Give only the number of lines in these records that contain the word "below".
BEGIN Entries provided
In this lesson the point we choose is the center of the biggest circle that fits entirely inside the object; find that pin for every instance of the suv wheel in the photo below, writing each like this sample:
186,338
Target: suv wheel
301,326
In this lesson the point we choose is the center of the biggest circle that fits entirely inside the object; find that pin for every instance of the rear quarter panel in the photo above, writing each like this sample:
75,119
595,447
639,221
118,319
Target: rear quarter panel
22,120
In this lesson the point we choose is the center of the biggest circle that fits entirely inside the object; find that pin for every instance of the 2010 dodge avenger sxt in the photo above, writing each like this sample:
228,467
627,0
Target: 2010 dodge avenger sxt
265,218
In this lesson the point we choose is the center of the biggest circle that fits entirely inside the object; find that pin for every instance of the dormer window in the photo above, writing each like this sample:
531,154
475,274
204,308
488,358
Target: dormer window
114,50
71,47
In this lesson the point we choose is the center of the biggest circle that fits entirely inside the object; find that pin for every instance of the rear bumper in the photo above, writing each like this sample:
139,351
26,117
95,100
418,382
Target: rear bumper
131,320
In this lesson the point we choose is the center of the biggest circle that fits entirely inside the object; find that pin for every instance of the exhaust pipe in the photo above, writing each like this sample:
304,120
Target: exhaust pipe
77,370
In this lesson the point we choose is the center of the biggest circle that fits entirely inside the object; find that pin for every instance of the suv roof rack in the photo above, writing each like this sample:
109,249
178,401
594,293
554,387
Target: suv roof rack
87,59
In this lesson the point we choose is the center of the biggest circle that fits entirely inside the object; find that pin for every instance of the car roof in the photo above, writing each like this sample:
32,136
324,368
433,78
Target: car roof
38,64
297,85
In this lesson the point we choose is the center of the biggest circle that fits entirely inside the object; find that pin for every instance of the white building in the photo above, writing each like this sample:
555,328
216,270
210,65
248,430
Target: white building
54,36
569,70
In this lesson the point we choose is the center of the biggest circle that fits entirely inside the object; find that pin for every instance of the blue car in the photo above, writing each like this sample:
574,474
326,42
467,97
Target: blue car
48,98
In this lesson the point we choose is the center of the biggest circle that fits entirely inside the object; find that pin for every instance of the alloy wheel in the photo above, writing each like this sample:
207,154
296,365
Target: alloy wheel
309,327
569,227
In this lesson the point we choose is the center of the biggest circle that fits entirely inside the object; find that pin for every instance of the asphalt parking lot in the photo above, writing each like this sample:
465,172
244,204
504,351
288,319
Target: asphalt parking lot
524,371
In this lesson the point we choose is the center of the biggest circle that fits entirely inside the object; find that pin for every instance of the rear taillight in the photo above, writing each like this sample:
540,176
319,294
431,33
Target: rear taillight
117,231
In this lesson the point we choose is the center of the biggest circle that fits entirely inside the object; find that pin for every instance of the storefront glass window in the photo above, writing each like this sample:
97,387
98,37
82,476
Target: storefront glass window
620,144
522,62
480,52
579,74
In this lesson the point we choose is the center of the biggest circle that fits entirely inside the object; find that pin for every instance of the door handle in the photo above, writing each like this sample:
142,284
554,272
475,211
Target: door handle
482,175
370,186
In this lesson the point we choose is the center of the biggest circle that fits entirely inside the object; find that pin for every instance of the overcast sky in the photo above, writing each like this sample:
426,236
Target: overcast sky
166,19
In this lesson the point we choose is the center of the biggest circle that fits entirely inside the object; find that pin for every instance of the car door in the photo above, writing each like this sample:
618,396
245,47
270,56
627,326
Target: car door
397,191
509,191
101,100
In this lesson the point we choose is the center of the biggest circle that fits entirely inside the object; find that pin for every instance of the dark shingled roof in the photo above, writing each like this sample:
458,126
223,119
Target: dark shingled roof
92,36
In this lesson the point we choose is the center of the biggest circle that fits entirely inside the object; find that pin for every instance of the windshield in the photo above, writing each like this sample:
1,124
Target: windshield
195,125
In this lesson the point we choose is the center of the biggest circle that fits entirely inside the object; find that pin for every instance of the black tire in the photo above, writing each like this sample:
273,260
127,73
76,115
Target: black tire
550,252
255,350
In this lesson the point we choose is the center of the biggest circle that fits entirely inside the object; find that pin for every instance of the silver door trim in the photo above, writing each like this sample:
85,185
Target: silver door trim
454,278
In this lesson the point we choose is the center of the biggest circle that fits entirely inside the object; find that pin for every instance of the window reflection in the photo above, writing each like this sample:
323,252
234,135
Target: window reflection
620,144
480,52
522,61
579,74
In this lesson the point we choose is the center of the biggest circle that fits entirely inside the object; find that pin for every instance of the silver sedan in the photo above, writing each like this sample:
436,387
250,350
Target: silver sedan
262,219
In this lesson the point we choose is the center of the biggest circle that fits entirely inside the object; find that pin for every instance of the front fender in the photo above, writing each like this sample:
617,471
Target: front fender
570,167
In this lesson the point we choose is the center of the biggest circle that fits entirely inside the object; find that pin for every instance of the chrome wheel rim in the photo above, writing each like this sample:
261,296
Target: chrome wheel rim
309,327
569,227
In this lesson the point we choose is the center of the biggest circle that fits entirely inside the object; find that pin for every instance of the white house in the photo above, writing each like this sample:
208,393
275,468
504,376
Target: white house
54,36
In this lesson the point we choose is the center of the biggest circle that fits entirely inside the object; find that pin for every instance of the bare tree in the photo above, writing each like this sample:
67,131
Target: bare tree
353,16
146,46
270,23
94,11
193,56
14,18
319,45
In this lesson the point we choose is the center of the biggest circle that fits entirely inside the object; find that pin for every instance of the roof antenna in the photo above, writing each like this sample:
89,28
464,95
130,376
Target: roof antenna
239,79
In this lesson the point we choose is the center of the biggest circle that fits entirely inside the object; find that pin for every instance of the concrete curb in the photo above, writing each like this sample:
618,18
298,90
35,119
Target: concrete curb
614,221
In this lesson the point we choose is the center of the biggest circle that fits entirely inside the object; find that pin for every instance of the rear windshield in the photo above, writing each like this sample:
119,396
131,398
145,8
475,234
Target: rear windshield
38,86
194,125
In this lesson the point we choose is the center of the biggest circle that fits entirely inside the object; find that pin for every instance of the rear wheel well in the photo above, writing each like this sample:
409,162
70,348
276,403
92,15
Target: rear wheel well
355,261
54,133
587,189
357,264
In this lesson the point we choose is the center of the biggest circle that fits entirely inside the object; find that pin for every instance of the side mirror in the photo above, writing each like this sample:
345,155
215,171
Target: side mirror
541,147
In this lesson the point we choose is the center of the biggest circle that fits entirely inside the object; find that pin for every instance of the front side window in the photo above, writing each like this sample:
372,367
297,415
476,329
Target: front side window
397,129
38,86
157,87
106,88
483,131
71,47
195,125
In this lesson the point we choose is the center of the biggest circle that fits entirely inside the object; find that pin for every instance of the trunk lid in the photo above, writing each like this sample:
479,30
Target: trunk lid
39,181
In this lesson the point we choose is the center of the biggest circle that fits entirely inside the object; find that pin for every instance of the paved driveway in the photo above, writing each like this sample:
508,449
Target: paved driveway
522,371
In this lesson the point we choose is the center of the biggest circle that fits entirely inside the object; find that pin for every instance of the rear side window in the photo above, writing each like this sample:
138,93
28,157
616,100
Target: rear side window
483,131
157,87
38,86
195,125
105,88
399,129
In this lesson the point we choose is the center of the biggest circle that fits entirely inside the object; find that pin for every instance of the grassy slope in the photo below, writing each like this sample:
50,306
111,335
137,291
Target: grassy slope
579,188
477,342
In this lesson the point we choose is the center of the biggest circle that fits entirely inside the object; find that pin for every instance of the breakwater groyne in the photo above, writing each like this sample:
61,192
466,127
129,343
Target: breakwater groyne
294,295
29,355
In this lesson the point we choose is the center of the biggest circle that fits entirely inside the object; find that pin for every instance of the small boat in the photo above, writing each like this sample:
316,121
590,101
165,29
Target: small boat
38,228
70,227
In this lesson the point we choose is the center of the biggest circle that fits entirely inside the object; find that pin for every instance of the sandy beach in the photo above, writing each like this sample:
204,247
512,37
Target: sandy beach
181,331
END Entries provided
== Written reply ==
2